---------- Leestekst

In geval een verzekerde zelf heeft opgezegd en kan aantonen dat hij tijdig, dus voor 1 maart heeft opgezegd, moet de oude verzekeraar hem uitschrijven. Dan zal ook de premierestitutie door de oude verzekeraar plaatsvinden. Als een verzekerde niet kan aantonen dat hij tijdig heeft opgezegd, door een kopie van de brief of de e-mail over te leggen, dan nog zal de verzekeraar naar alle redelijkheid moeten en willen handelen. De meeste verzekeraars schrijven verzekerden die weg willen uit; het is immers heel lastig om premies te innen bij een verzekerde die al elders, bij de verzekeraar van zijn keuze, verzekerd is. De verzekerde zal immers alleen de premie willen betalen aan de verzekeraar bij wie hij aangegeven heeft verzekerd te willen zijn. In geval een verzekerde aan zijn assurantietussenpersoon of zijn nieuwe verzekeraar verzocht heeft voor hem de opzegging bij de oude verzekeraar te verzorgen dan zal deze verzekerde zich in eerste instantie tot die tussenpersoon of de verzekeraar moeten richten om duidelijk te krijgen of zijn verzoek tot opzegging daadwerkelijk aan zijn oude verzekeraar is overgebracht. Mocht dat om een of andere reden niet het geval zijn dan zal de tussenpersoon respectievelijk de nieuwe verzekeraar dat met de oude verzekeraar moeten oplossen. De oude verzekeraar zal zich dan rekenschap geven van het feit dat de verzekerde elders verzekerd is en dus niet geneigd zal zijn de premie te betalen aan zijn oude verzekeraar.
In beide gevallen is van belang dat de verzekerde zelf de betaling van de premies aan de oude verzekeraar kan stopzetten. De verzekerde zit in dit geval duidelijk zelf aan het stuur.
Indien een verzekerde klachten heeft over de uitvoering van de Zvw dient hij zich in eerste instantie te wenden tot zijn verzekeraar. Is hij het met het besluit van de verzekeraar niet eens dan kan hij zich met zijn klacht wenden tot de Stichting Klachten en Geschillen Zorgverzekeringen. Die is daarvoor immers in het leven geroepen vanwege de in de Zvw opgenomen verplichting voor verzekeraars om zich aan te sluiten bij een geschillenregeling. Vanaf 1 januari 2006 is de Stichting Klachten en Geschillen Zorgverzekeringen actief. Ik kan niet in individuele gevallen bemiddelen tussen verzekeraar en verzekerde en dat hoeft ook niet; daar is nu juist de Stichting Klachten en Geschillen Zorgverzekeringen voor die ook over een eigen Ombudsman beschikt.

Vraag 5
Kunt u deze vragen voor 3 april beantwoorden?

Antwoord 5
Ik heb deze vragen op 7 april beantwoord.

--------------------
---------- Aangeleverde gegevens

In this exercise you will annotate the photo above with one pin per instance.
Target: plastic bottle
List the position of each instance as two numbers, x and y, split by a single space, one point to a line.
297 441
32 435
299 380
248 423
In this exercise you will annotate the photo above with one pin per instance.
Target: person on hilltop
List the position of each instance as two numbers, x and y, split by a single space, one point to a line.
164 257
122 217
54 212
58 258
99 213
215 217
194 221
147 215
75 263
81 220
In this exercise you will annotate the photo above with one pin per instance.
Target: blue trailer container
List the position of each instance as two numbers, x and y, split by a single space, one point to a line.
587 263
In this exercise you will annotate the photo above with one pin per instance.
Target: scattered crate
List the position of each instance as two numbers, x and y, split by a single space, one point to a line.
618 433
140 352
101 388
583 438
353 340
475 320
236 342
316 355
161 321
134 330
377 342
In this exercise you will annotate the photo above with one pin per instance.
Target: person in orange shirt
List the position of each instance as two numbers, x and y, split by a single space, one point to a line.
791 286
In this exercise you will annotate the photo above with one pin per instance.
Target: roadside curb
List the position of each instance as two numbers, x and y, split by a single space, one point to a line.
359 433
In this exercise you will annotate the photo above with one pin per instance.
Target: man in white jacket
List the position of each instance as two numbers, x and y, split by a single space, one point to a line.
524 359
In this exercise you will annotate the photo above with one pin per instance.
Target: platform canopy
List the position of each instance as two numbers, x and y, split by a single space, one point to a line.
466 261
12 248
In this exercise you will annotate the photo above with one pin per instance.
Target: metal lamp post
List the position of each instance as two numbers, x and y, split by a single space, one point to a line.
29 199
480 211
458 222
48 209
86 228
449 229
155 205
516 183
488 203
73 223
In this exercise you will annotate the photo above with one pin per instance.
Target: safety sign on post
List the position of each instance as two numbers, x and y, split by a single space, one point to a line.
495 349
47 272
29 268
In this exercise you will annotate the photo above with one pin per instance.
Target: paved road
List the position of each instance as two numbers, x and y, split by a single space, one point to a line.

--------------------

= Opgave =
Noem de instantie waar een verzekerde volgens de leestekst met zijn klacht terechtkan als hij het niet eens is met het besluit van zijn verzekeraar.

= Antwoord opgave =
De Stichting Klachten en Geschillen Zorgverzekeringen.